Exercise goal:
List every line below that contains the string "green", copying each one in full.

Region outline entries:
#####

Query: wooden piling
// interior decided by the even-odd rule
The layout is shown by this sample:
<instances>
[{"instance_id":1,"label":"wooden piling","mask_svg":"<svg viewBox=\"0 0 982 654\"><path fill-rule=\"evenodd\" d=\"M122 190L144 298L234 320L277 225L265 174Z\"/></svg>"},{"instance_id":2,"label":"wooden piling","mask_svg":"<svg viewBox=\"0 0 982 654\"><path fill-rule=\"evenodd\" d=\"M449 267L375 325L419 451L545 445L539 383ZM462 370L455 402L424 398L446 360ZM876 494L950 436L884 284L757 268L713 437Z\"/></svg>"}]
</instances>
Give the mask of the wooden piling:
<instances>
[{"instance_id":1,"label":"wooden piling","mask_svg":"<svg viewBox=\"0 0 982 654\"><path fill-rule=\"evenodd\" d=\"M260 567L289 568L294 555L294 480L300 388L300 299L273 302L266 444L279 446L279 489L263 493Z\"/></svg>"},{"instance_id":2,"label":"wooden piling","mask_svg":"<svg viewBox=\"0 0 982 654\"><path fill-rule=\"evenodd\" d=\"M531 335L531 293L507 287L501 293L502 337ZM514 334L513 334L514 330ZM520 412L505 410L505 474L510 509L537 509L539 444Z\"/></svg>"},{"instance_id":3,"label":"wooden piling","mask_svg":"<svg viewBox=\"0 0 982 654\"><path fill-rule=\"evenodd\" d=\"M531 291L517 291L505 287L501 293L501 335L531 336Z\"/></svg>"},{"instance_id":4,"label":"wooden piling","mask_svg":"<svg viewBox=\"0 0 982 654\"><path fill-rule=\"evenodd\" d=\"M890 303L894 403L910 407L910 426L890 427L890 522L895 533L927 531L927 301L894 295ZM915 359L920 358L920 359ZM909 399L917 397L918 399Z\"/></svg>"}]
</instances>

#####

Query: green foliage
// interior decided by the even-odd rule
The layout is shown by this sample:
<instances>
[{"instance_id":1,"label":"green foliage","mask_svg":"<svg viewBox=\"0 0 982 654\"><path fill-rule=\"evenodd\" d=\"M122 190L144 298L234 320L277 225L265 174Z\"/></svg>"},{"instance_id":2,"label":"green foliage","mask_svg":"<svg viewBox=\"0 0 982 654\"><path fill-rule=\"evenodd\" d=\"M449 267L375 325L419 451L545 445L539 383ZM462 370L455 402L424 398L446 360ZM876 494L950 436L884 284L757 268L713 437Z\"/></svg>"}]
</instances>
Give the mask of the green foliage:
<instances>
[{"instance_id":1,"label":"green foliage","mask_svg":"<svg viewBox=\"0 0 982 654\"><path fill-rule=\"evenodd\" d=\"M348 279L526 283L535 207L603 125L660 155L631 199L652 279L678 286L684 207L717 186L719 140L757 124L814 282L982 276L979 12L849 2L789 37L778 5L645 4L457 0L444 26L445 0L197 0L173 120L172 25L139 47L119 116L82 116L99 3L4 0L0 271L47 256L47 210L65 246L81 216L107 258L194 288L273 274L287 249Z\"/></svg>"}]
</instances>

#####

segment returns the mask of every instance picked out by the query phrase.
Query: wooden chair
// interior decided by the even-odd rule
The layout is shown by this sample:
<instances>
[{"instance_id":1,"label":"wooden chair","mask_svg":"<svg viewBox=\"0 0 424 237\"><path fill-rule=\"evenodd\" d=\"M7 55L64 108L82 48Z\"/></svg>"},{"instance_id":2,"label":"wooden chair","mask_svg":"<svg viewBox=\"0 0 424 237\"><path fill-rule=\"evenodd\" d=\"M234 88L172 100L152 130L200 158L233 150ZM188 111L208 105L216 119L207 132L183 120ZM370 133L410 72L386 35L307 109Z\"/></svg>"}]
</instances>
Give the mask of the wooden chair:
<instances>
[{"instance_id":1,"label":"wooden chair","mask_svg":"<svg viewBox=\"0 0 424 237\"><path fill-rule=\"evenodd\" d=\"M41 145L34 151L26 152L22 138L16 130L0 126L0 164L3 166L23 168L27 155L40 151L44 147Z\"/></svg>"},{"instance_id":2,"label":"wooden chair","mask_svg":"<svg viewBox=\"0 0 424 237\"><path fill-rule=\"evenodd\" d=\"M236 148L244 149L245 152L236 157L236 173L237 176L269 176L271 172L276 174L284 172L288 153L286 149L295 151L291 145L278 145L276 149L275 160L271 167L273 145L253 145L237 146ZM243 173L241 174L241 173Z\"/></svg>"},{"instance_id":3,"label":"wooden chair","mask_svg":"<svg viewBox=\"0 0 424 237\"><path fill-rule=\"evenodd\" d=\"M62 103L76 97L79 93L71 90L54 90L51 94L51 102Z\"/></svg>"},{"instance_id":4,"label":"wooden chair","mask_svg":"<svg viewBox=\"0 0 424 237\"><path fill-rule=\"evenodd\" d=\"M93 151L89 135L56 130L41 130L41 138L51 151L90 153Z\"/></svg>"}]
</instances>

#####

Task response:
Query: green foliage
[{"instance_id":1,"label":"green foliage","mask_svg":"<svg viewBox=\"0 0 982 654\"><path fill-rule=\"evenodd\" d=\"M122 190L144 298L234 320L277 225L265 174Z\"/></svg>"},{"instance_id":2,"label":"green foliage","mask_svg":"<svg viewBox=\"0 0 982 654\"><path fill-rule=\"evenodd\" d=\"M449 267L375 325L419 451L545 445L539 383ZM462 370L455 402L424 398L446 360ZM876 494L950 436L884 284L757 268L713 437Z\"/></svg>"}]
Give the mask of the green foliage:
[{"instance_id":1,"label":"green foliage","mask_svg":"<svg viewBox=\"0 0 982 654\"><path fill-rule=\"evenodd\" d=\"M348 279L526 283L535 207L603 125L660 155L631 199L652 279L678 286L684 207L717 186L719 140L757 124L814 282L982 276L979 12L849 2L789 37L778 5L645 4L457 0L444 26L445 0L197 0L173 120L172 25L139 47L119 116L82 116L99 3L4 0L0 271L47 256L47 210L65 246L81 216L107 258L194 288L273 274L287 249Z\"/></svg>"}]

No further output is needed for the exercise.